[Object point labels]

★ ★ ★ ★ ★

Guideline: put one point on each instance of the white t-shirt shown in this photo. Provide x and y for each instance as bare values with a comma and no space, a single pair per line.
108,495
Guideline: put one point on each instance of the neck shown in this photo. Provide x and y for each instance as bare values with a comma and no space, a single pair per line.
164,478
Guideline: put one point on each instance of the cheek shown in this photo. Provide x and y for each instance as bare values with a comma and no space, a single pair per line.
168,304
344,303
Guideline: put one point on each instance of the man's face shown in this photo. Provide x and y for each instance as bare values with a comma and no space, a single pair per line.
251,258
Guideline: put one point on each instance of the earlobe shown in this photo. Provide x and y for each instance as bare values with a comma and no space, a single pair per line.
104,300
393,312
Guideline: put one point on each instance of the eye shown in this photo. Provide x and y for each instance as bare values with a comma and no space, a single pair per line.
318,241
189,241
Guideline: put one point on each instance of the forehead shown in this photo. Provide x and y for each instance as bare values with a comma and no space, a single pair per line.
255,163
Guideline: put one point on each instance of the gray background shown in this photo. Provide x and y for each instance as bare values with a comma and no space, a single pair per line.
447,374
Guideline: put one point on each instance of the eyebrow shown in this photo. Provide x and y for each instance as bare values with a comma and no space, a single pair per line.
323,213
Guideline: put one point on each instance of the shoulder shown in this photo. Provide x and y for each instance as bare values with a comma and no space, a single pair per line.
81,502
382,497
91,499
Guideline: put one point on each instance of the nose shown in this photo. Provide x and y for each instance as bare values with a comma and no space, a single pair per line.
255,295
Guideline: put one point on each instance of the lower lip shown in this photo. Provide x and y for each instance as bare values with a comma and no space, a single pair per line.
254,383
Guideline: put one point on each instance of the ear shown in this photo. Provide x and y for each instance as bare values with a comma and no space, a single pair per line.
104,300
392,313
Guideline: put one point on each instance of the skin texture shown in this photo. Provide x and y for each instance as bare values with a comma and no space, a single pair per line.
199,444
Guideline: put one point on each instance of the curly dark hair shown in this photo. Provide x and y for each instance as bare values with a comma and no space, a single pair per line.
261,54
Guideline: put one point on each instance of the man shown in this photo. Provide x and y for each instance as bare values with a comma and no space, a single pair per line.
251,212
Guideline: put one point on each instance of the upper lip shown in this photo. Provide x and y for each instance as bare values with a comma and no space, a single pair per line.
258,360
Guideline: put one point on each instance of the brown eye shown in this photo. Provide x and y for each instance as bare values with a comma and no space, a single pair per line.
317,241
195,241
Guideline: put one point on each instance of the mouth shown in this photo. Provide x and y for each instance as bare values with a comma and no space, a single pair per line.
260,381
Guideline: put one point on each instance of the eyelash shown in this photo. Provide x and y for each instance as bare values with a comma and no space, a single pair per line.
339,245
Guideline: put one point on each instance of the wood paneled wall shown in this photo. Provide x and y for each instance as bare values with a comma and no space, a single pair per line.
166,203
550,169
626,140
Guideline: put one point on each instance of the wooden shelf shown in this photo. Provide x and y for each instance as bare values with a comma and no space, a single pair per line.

★ ★ ★ ★ ★

> _Written instruction_: Write out the lines above, starting at the line that contains "Guideline: put one point on each instance of the nose" and ending with the final line, and nothing else; copy them exactly.

> _Reply_:
Guideline: put one point on each instance of the nose shown in this photo. Provide x and y for each instance as bare values with a comma and no space, a single pair per line.
255,295
Guideline: put one point on each instance of the lower lip shown in this photo. Provide x and y for each instance as bare values with a comma and no space, a single pair per line.
254,383
Guideline: put one point on each instance of the ear shown in this photo. Provide x and y for each instance as bare values with a comma and no space, a single pair per line.
104,300
392,313
Guideline: put one point on each instance of the skin texture shown in this photo. Provide x and y for each instance as bare values with a comma and no space, a single pair per line.
199,444
Guideline: put one point on each instance of the curly dark hair shown in this photo. Provide x and y for each instance as bare values with a comma and no space, a single pair per line.
261,54
Guideline: put one point on each instance of the man shown in this photo. Provide x and y for each instance as bare values with a comma and no space, a single pair per line.
251,212
Guideline: put one point on each instance of the upper lip shown in this photo. Provide x and y for each instance as bare values with a comma and no space, a single pair per line.
258,360
Guideline: put one point on each instance of the brown eye shown in this photo. Provide x and y for each instance as bare values with a comma and no space, a single pair per line.
317,241
195,241
Guideline: put one point on each instance of the mouth shown in this photo. Provide x and y for each instance as bare values with a comma and no space, a single pair per line.
260,381
Guideline: put one point on each instance of the eyelash shown in this photo. Provide x and y for each instance as bare values with a comma and no space, a single pair per line.
339,245
Guideline: put one point on each instance of the wood paneled wall shown in this photo. Provide x and y for each instance as bare values with a comma and no space, a single pair per line.
166,203
550,169
626,140
Guideline: put one point on each instance of the wooden shelf shown in this photo. Provide x and y for each instance as bare values with a comma and no space, a single pair per line.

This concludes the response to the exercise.